**TO BE DONE**
Output, word for word, every line from the line with "[locate] foam on" through the final line of the data below.

Records from a dataset
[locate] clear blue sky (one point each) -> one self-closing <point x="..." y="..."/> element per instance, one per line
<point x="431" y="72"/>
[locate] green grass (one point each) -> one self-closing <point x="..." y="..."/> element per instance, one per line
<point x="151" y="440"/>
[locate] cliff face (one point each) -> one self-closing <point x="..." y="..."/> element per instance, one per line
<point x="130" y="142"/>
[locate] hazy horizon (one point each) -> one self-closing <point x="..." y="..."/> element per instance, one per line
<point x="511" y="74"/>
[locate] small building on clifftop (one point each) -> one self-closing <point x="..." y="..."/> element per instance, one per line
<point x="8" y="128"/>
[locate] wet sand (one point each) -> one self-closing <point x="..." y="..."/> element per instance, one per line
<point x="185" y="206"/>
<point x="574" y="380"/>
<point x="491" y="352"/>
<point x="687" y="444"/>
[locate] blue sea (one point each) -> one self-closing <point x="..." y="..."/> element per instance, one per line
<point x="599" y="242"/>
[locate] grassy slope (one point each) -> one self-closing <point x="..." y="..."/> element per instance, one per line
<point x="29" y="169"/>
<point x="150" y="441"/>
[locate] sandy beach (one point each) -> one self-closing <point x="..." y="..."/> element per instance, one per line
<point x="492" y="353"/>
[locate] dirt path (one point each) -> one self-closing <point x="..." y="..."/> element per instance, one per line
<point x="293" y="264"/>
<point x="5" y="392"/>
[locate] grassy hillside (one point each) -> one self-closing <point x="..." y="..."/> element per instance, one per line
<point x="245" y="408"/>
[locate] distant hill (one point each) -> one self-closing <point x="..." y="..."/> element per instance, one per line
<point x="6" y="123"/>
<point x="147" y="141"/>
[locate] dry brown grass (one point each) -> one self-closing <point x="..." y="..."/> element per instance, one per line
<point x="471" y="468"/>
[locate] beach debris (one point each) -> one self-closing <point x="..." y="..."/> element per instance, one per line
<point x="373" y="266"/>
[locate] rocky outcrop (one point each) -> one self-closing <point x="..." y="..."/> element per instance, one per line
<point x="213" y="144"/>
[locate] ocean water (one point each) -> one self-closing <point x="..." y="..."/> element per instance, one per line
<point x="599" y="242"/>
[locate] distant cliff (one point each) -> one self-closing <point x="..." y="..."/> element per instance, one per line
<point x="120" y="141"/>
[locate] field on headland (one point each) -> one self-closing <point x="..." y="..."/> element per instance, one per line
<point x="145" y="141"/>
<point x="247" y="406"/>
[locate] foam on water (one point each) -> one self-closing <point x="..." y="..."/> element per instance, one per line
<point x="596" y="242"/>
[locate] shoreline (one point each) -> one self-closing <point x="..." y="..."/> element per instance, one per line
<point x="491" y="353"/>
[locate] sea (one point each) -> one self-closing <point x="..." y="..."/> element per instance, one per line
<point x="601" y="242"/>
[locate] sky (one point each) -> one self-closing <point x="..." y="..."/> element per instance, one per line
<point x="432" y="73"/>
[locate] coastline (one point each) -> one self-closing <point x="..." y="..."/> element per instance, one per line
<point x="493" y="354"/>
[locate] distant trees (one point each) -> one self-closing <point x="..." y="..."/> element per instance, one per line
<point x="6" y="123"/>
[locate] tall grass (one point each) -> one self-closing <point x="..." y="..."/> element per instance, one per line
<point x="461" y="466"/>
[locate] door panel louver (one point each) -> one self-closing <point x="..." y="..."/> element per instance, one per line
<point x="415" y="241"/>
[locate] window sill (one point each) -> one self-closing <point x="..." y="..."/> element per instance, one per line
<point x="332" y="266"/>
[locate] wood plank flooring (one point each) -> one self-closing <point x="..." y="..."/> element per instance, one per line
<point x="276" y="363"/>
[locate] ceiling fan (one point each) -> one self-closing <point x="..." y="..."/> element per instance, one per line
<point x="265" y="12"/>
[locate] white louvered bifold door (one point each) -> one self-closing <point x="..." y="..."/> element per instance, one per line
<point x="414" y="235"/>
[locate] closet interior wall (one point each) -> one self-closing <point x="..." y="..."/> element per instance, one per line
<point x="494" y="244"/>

**SOLUTION BELOW**
[locate] foam on water (one point each) -> one self-closing <point x="..." y="..."/> element per instance, one per line
<point x="596" y="242"/>
[locate] shoreline (one point each) -> one self-closing <point x="..." y="..."/> element per instance, one per line
<point x="491" y="353"/>
[locate] sea (one point each) -> one self-closing <point x="..." y="..."/> element per instance, one per line
<point x="601" y="242"/>
[locate] sky (one point each) -> one self-closing <point x="..." y="..."/> element per instance, one per line
<point x="432" y="73"/>
[locate] coastline (one point each) -> one self-closing <point x="..." y="..."/> element per instance, one per line
<point x="493" y="354"/>
[locate] distant trees (one point each) -> one self-closing <point x="..." y="..."/> element per instance, one per line
<point x="6" y="123"/>
[locate] tall grass (one point each) -> one self-closing <point x="..." y="..."/> element per instance, one per line
<point x="461" y="466"/>
[locate] door panel louver (one point each) -> one self-closing <point x="..." y="..."/> element per instance, one per line
<point x="415" y="241"/>
[locate] window sill (one point each) -> one self-closing <point x="..." y="..."/> element per instance, one per line
<point x="332" y="266"/>
[locate] wood plank flooring (one point each) -> one self-closing <point x="..." y="..."/> element per instance, one per line
<point x="276" y="363"/>
[locate] ceiling fan (one point each) -> one self-closing <point x="..." y="..."/> element per instance, one per line
<point x="265" y="12"/>
[locate] white louvered bifold door (one point each) -> one self-closing <point x="..." y="..."/> element per instance, one per line
<point x="414" y="235"/>
[locate] closet interior wall (one point each) -> one self-closing <point x="..." y="..."/> element per instance, one per line
<point x="494" y="244"/>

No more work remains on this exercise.